#### SHORT EXERCISE 1:
Edit the listing from the line with "Request = locate the small" up to and including its final line, changing "shrub" to "bush" and leaving everything else as it is.

++++++++++

Aims and definitions
The purpose of this paper
is to outline a class struggle anarchist analysis of Privilege Theory.
Many of us feel “privilege” is a useful term for discussing oppressions
that go beyond economic class. It can help us to understand how these
oppressions affect our social relations and the intersections of our
struggles within the economic working class. It is written by members
of the women’s caucus of the Anarchist Federation. It does not
represent all our views and is part of an ongoing discussion within the
federation.
What do we mean – and what do we not mean – by privilege? Privilege implies that wherever there is a system of oppression (such as capitalism, patriarchy, white supremacy, heteronormativity) there is an oppressed group and also a privileged group, who benefit from the oppressions that this system puts in place1.
The privileged group do not have to be active supporters of the system
of oppression, or even aware of it, in order to benefit from it. They
benefit from being viewed as the norm, and providing for their needs
being seen as what is naturally done, while the oppressed group is
considered the “other”, and their needs are “special considerations”.
Sometimes the privileged group benefits from the system in obvious,
material ways, such as when women are expected to do most or all of the
housework, and male partners benefit from their unpaid labour. At other
times the benefits are more subtle and invisible, and involve certain
pressures being taken off a privileged group and focused on others, for
example black and Asian youths being 28% more likely to be stopped and
searched by the police than white youths2.
The point here is not that police harassment doesn’t happen to white
youths, or that being working class or a white European immigrant
doesn’t also mean you’re more likely to face harassment; the point is
that a disproportionate number of black and Asian people are targeted in
comparison to white people, and the result of this is that, if you are
carrying drugs, and you are white, then all other things being equal
you are much more likely to get away with it than if you were black.
In the UK, white people are also less likely to be arrested or jailed,
or to be the victim of a personal crime3. Black people currently face even greater unemployment in the UK than they do in the USA4.
The point of quoting this is not to suggest we want a society in which
people of all races and ethnicities face equal disadvantage – we want
to create a society in which nobody faces these disadvantages.

++++++++++

#### SHORT EXERCISE 2:
Proceed with the passage on privilege theory, writing on from its final sentence.

#### DATA EXCERPTS:
++++++++++

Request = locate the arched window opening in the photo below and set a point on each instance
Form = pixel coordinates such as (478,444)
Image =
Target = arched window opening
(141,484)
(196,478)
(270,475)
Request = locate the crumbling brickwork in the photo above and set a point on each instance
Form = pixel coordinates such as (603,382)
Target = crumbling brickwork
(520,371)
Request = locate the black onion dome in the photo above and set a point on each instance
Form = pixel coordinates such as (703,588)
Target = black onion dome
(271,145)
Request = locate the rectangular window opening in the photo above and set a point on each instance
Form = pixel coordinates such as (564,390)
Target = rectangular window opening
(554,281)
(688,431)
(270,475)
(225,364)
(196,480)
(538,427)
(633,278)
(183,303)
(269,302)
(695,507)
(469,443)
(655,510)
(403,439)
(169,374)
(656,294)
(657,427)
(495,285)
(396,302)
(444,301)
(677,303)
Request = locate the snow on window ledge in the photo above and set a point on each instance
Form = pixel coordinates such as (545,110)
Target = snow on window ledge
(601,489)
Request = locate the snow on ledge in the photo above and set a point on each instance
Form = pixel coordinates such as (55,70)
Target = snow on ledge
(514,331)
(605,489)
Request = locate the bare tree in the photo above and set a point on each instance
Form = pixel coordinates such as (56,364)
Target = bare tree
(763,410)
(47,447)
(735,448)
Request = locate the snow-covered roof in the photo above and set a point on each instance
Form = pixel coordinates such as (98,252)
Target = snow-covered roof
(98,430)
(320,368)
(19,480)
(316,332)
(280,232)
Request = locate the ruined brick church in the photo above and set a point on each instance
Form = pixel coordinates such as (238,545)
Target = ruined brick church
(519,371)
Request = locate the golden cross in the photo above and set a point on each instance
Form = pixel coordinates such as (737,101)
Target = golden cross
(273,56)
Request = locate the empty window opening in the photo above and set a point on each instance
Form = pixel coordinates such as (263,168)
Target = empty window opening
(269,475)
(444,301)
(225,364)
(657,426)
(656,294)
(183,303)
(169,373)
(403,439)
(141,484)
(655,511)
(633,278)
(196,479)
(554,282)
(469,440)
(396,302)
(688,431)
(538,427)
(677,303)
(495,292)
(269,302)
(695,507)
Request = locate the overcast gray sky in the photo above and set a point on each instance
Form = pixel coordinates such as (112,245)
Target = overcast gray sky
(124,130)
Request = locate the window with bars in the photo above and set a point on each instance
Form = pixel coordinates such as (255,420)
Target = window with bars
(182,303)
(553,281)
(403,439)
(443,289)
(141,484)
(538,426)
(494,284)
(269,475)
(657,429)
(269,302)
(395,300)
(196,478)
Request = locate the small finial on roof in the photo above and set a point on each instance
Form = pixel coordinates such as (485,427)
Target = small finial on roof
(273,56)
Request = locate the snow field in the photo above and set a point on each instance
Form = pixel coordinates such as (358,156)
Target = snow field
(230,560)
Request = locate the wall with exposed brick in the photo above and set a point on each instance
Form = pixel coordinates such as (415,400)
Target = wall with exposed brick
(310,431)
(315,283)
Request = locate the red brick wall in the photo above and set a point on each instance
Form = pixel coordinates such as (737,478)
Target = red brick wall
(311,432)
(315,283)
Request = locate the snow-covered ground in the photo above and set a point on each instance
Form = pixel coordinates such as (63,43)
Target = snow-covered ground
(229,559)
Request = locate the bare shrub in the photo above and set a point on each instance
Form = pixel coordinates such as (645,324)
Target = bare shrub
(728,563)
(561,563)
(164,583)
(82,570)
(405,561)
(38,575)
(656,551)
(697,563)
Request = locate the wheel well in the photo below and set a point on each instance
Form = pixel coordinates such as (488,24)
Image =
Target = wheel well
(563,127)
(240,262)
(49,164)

++++++++++

#### EXERCISE ANSWER 1:
Request = locate the small finial on roof in the photo above and set a point on each instance
Form = pixel coordinates such as (485,427)
Target = small finial on roof
(273,56)
Request = locate the snow field in the photo above and set a point on each instance
Form = pixel coordinates such as (358,156)
Target = snow field
(230,560)
Request = locate the wall with exposed brick in the photo above and set a point on each instance
Form = pixel coordinates such as (415,400)
Target = wall with exposed brick
(310,431)
(315,283)
Request = locate the red brick wall in the photo above and set a point on each instance
Form = pixel coordinates such as (737,478)
Target = red brick wall
(311,432)
(315,283)
Request = locate the snow-covered ground in the photo above and set a point on each instance
Form = pixel coordinates such as (63,43)
Target = snow-covered ground
(229,559)
Request = locate the bare bush in the photo above and set a point on each instance
Form = pixel coordinates such as (645,324)
Target = bare bush
(728,563)
(561,563)
(164,583)
(82,570)
(405,561)
(38,575)
(656,551)
(697,563)
Request = locate the wheel well in the photo below and set a point on each instance
Form = pixel coordinates such as (488,24)
Image =
Target = wheel well
(563,127)
(240,262)
(49,164)

#### EXERCISE ANSWER 2:
But part of getting there is acknowledging how systems of oppression
work, which means recognising that, if black and ethnic minority groups
are more likely to face these disadvantages, then by simple maths white
people are less likely to face them, and that means they have
an advantage, a privilege, including the privilege of not needing to be
aware of the extent of the problem.
A privileged group may
also, in some ways, be oppressed by the expectations of the system that
privileges them, for example men under patriarchy are expected to not
show weakness or emotion, and are mistrusted as carers. However, men are
not oppressed by patriarchy for being men, they are oppressed
in these ways because it is necessary in order to maintain women’s
oppression. For women to see themselves as weak, irrational and suited
only to caring roles, they must believe that men are stronger, less
emotional and incapable of caring for those who need it; for these
reasons, men showing weakness, emotion and a capacity for caring labour
are punished by patriarchy for letting the side down and giving women
the opportunity to challenge their oppression.
It makes sense that where
there is an oppressed group, there is a privileged group, because
systems of oppression wouldn’t last long if nobody benefited from them.
It is crucial to understand that members of the privileged group of any
of these systems may also be oppressed by any of the others, and this is
what allows struggles to be divided and revolutionary activity crushed.
We are divided, socially and politically, by a lack of awareness of our
privileges, and how they are used to set our interests against each
other and break our solidarity.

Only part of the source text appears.